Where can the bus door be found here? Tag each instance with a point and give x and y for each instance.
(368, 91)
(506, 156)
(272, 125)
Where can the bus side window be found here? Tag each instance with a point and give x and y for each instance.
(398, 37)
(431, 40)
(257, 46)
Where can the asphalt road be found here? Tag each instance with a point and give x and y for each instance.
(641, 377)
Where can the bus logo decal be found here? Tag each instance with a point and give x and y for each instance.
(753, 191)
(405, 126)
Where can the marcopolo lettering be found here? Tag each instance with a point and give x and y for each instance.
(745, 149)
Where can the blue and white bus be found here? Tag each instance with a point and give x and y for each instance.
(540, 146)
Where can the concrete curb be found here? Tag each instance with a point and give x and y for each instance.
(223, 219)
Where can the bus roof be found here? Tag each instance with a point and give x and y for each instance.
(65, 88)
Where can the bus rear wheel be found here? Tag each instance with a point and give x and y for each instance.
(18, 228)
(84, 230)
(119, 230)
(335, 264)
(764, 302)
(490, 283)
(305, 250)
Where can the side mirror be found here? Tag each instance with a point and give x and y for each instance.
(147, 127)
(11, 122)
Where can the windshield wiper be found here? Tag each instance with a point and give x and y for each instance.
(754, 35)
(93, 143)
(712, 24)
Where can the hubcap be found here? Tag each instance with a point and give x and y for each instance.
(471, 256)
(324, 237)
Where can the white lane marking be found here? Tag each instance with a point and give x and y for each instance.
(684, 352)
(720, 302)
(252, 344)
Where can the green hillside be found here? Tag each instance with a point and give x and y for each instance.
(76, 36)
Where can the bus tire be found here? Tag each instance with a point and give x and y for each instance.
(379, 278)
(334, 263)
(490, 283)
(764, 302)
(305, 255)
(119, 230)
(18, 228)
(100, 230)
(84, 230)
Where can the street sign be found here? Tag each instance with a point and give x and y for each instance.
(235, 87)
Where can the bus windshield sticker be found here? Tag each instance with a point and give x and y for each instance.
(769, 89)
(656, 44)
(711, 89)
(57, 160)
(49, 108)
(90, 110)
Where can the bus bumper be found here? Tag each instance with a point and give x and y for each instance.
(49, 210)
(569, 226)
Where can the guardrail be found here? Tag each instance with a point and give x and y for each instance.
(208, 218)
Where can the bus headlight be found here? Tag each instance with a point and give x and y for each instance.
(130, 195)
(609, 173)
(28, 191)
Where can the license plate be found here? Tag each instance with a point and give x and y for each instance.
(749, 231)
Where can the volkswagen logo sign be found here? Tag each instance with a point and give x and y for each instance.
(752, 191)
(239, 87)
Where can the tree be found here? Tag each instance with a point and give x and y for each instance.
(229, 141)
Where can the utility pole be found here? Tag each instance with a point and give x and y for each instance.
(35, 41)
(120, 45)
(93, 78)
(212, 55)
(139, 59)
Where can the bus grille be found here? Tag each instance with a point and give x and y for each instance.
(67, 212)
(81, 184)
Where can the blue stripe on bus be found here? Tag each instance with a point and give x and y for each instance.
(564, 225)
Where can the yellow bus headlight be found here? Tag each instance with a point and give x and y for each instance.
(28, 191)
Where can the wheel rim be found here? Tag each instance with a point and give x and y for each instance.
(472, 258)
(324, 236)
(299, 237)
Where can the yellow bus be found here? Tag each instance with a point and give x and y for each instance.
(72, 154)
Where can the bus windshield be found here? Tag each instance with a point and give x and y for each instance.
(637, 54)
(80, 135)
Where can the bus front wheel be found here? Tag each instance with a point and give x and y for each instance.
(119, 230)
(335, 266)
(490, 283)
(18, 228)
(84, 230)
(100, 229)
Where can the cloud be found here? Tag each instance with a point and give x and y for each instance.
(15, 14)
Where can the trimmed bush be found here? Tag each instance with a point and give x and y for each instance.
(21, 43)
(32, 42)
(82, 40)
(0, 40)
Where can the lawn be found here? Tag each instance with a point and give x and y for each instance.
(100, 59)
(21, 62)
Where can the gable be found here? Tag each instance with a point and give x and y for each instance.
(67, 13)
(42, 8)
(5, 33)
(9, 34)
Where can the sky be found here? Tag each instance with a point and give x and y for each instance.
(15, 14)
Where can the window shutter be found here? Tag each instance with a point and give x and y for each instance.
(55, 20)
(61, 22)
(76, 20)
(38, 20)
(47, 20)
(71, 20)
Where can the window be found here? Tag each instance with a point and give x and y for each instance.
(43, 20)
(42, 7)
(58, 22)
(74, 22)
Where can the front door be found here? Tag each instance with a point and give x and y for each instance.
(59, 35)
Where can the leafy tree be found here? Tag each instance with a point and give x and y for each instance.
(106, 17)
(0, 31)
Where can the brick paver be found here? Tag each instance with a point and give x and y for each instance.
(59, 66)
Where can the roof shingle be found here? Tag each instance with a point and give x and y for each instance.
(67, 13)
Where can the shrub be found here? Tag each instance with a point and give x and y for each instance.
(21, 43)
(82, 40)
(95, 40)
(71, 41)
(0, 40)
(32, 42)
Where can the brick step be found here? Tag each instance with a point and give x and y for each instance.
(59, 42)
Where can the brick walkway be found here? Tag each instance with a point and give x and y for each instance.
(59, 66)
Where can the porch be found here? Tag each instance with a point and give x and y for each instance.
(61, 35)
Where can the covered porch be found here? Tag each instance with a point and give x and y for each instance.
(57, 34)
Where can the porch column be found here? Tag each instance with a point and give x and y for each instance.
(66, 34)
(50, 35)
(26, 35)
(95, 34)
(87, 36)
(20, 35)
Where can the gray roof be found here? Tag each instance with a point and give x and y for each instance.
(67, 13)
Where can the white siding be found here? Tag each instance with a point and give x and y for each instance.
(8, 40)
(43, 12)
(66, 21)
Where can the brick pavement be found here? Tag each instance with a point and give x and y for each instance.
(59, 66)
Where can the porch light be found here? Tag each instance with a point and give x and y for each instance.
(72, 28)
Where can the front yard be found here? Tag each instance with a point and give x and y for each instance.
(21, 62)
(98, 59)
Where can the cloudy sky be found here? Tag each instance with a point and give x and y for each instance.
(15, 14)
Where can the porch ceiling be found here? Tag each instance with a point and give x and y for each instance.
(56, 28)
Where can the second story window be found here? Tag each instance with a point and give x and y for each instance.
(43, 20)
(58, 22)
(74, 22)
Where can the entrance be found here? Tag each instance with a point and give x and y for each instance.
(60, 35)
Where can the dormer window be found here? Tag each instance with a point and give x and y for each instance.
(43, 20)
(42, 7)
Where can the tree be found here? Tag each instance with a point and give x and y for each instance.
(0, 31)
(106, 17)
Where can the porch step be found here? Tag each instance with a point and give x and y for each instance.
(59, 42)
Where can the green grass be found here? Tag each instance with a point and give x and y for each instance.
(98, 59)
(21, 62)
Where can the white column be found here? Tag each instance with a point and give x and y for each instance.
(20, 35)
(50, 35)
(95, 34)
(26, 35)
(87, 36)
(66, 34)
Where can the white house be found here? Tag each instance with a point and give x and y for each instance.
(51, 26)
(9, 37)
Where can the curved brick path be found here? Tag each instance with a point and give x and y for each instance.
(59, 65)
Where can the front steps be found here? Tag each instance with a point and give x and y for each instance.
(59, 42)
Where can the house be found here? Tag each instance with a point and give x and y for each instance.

+--

**Aim of the task**:
Output each record exactly, leaving nothing out.

**Answer for this exercise**:
Where can the bus door be found here? Tag each instance with a point and give x and y for each instance.
(368, 91)
(506, 156)
(272, 125)
Where can the bus side window be found here? Tag each instance with a point and give x and y for each instance.
(398, 37)
(431, 40)
(257, 46)
Where can the asphalt road be found here? Tag each instance with a point and give x and y for each instance.
(641, 377)
Where can the bus logo decal be found here? Tag each instance with a point and give x and y for each instance.
(753, 191)
(405, 126)
Where can the marcopolo lettering be found here? Tag each instance with a point and give x and y for each instance.
(745, 149)
Where can the blue and white bus be found here? Tag each instance with a point and give x and y for each instance.
(540, 146)
Where can the concrete curb be found here? Tag each instance with a point and give x and y for each instance.
(223, 219)
Where can the bus roof be found here? Tag each instance with a point and give x and y for each instance.
(65, 88)
Where can the bus rear wheel be found here? Tag each instance with a point and give x and y for each instance.
(18, 228)
(84, 230)
(119, 230)
(335, 264)
(764, 302)
(490, 283)
(305, 250)
Where can the side mirror be found here? Tag each instance with a point and give x and y for each instance.
(147, 127)
(11, 122)
Where can the windshield wiper be found here? Tag each instance with a point and give x and y for each instance.
(754, 35)
(93, 143)
(712, 24)
Where can the hubcap be found here? Tag each instance with a point and give x and y for each instance.
(471, 256)
(324, 237)
Where can the white lane marking be found here? Tag each instance with a point and give x and y for each instance.
(684, 352)
(720, 302)
(252, 344)
Where can the green hillside be found here? Tag each instance with a point and give x and y for each instance.
(76, 36)
Where can the bus tire be found here? Tag each instance with a point and give x and y for each instance.
(379, 278)
(334, 263)
(490, 283)
(764, 302)
(305, 255)
(119, 230)
(18, 228)
(100, 230)
(84, 230)
Where can the street sign be found here? Tag each instance with a point and give x and y for each instance.
(235, 87)
Where can the bus windshield sticker be found here? Tag each instance with a point and give x and y for each instance.
(769, 89)
(656, 44)
(711, 89)
(57, 160)
(49, 108)
(90, 110)
Where can the bus bumper be found here? Tag each instance with a point and give x and y for each instance.
(49, 210)
(569, 226)
Where can the guardrail be found here? Tag each instance with a point and give x and y for each instance.
(208, 218)
Where can the bus headlight be found here? Tag each instance with a point and give x and y for each instance.
(130, 195)
(609, 173)
(28, 191)
Where can the license plate be found here? Tag each instance with a point and give x and y for each instance.
(749, 231)
Where can the volkswagen logo sign be found here? Tag each instance with a point and give x and y for each instance.
(752, 191)
(239, 87)
Where can the tree be found here? Tag each instance with a point and give x and y for each instance.
(229, 141)
Where can the utility pole be found here? Tag each instance with a point and give x and y for each instance.
(35, 41)
(120, 45)
(93, 78)
(212, 55)
(139, 59)
Where can the bus grille be found here? Tag each instance with a point and give x and y for each instance.
(67, 212)
(81, 184)
Where can the blue stripe on bus be found here? Tag each instance with a point and give x and y for each instance.
(564, 225)
Where can the yellow bus headlight be found here? Tag each instance with a point and give x and y for each instance.
(28, 191)
Where can the wheel rim be found here? Tag each instance with a point and give x and y for each instance.
(472, 258)
(324, 236)
(299, 237)
Where can the yellow bus be found here? Tag each instance with a point and give x and y for each instance.
(72, 154)
Where can the bus windshield be found here? Tag each instance with a point and give x and y for each instance.
(637, 54)
(80, 135)
Where can the bus front wheel be found here? Tag each instance with a point and give x and y for each instance.
(119, 230)
(335, 266)
(490, 283)
(18, 228)
(84, 230)
(100, 229)
Where can the cloud be found here? Tag each instance with a point and give x and y for each instance.
(15, 14)
Where can the trimmed bush be found here? Tag each instance with a point and give x and y for each instance.
(21, 43)
(32, 42)
(82, 40)
(0, 40)
Where can the lawn be found here? Tag each instance with a point and give x and y for each instance.
(100, 59)
(21, 62)
Where can the gable be found here? Tag each instance with a point and give x and y for each instance.
(67, 13)
(42, 8)
(5, 33)
(9, 34)
Where can the sky be found here? Tag each instance with a point and give x and y for each instance.
(15, 14)
Where can the window shutter be found here? Tag each instance with a point and give x and y for each instance.
(55, 20)
(61, 22)
(76, 20)
(38, 20)
(47, 20)
(71, 20)
Where can the window be found here? Tag each instance with a point and give x and y for each instance.
(43, 20)
(42, 7)
(58, 22)
(74, 22)
Where can the front door be found here? Tag each instance with a point and give x and y for each instance.
(59, 35)
Where can the leafy tree be found here? Tag each instance with a point and give x and y for each instance.
(106, 17)
(0, 31)
Where can the brick paver be found here? Tag each instance with a point and give x and y for each instance.
(59, 66)
Where can the roof shingle be found here? Tag each instance with a point and give x and y for each instance.
(67, 13)
Where can the shrub be found here? Tag each instance with a point and give x and y for each instance.
(21, 43)
(82, 40)
(95, 40)
(71, 41)
(0, 40)
(32, 42)
Where can the brick step be found here? Tag each instance with a point and give x and y for each instance.
(59, 42)
Where can the brick walkway be found here? Tag each instance with a point and give x and y for each instance.
(59, 66)
Where can the porch be found here? Tag each instance with a point and give x and y for each instance.
(61, 35)
Where can the covered porch be found here? Tag each instance with a point and give x and y for each instance.
(57, 34)
Where can the porch column be found here? Tag each instance with a point and give x and y for each instance.
(66, 34)
(50, 35)
(26, 35)
(95, 34)
(87, 36)
(20, 35)
Where can the gray roof be found here? Tag each instance with a point and give x and y for each instance.
(67, 13)
Where can the white siding be found here? Tag each instance with a point and give x and y for each instance.
(8, 40)
(43, 12)
(66, 21)
Where can the brick pavement be found here? Tag each instance with a point and give x and y for each instance.
(59, 66)
Where can the porch light be found here? Tag each instance with a point and give x and y for each instance.
(72, 28)
Where can the front yard be found here? Tag each instance with a point and give x and y for each instance.
(21, 62)
(98, 59)
Where can the cloudy sky be found here? Tag each instance with a point and give x and y for each instance.
(15, 14)
Where can the porch ceiling be found here? Tag each instance with a point and give x and y for each instance.
(56, 28)
Where can the second story window be found here? Tag each instance with a point and give x and y for each instance.
(43, 20)
(58, 22)
(74, 22)
Where can the entrance be found here? Tag each instance with a point and give x and y for each instance.
(60, 35)
Where can the dormer window be found here? Tag each instance with a point and give x and y for each instance.
(43, 20)
(42, 7)
Where can the tree be found here? Tag each instance with a point and give x and y for each instance.
(0, 31)
(106, 17)
Where can the porch step be found here? Tag each instance with a point and give x and y for each instance.
(59, 42)
Where can the green grass be found here? Tag each instance with a point and give x and y for each instance.
(98, 59)
(21, 62)
Where can the white column be found here? Tag each instance with a point and give x and y for each instance.
(20, 35)
(50, 35)
(95, 34)
(26, 35)
(87, 36)
(66, 34)
Where can the white house be found here? Tag each instance with a point and give x and y for each instance.
(51, 26)
(9, 37)
Where can the curved brick path be found here? Tag each instance with a point and give x and y for each instance.
(59, 65)
Where can the front steps be found here? Tag each instance with a point and give x and y for each instance.
(59, 42)
Where can the house be found here? Tag each instance with a point and give x and y for each instance.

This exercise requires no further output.